Yeah, it's basically a super basic and common style of router jig sign making font from days of yore when this stuff was all mechanical.

The really fancy version of this doesn't use full sized templates as pictured, but much smaller brass or other metal plates with the font guides cut or etched into them. This is followed by a pantograph arm with the router head on the end of it, allowing for more precise and complicated text layouts and even simple paragraphs.

You can also adjust the pantograph to route many different sized fonts just by adjusting the scale arm of the pantograph, so you don't need 50 different sets of templates.

I'm going to put on my know-it-all old duffer cap and take a few wild guesses based on what I know about how parks tend to operate combined with the good old Federal government as a thing:

The National Park system likely has their own template set and set of tools, likely both route-in-place templates like the link in standard sizes as well as pantograph routers.

## COMPLETE THE FOLLOWING
1. In the passage about routed signs, what adjustment lets the pantograph rout many different sizes of font?
2. Summarize the passage about routed signs in two sentences.
3. Pick up the passage about routed signs after its last sentence and continue it.
The lines after this sentence are not needed.

Examples of point labeling:

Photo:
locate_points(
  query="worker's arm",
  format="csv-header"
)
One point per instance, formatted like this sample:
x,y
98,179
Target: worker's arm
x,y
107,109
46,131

## ANSWERS IN ORDER
1. Adjusting the pantograph's scale arm.

2. The passage describes a basic, common router jig sign-making font from the days when the work was mechanical, and a fancier version that uses small metal plates and a pantograph arm carrying the router head, which allows more precise and complicated text and lets the font size change through the scale arm. It then guesses that the National Park system likely has its own templates and tools, including standard-size route-in-place templates and pantograph routers.

3.
These were likely originally bought from one particular supplier as a standard off the shelf unit from a supplier or business that may or may not even exist any more. This supplier would have had to been able to clear whatever federal procurement regs, prices and quantities and was likely under contract to provide

This likely became the default signage font because of how easy it would be to distribute this technology to the field and use it in any given park. Larger parks likely have better signmaking shops, and likely do work for near by smaller parks that may only have a limited sign making kit.

Some of these units or sign making shops or tool kits have likely been in use for decades.

If the company no longer exists, it's likely that the NP org has had to copy and recreate the templates and repair or rebuild their own signmaking devices themselves.

If the company still exists, it might be almost fully captured by the National Parks as its sole contractor and specifically just makes these older tools to NP specs.
posted by loquacious at 12:43 PM on June 4, 2019 [4 favorites]


Also, the troll in me kind of wants to put up silly official looking signs all over the place.

"DO NOT TOUCH THIS TREE IT EATS PEOPLE."

"OVERLOOK VIEW" (posted over bathroom door or neat a trash can.)
posted by loquacious at 12:44 PM on June 4, 2019 [10 favorites]


Did you see the Router Gothic link on that Leroy page?

The video of the Leroy thingy brought back memories. I have no idea why, but I loved Mechanical Drawing class in school. One of the only classes I can remember taking. The teacher was very specific about how we lettered, and I just realized we were trying to recreate that look.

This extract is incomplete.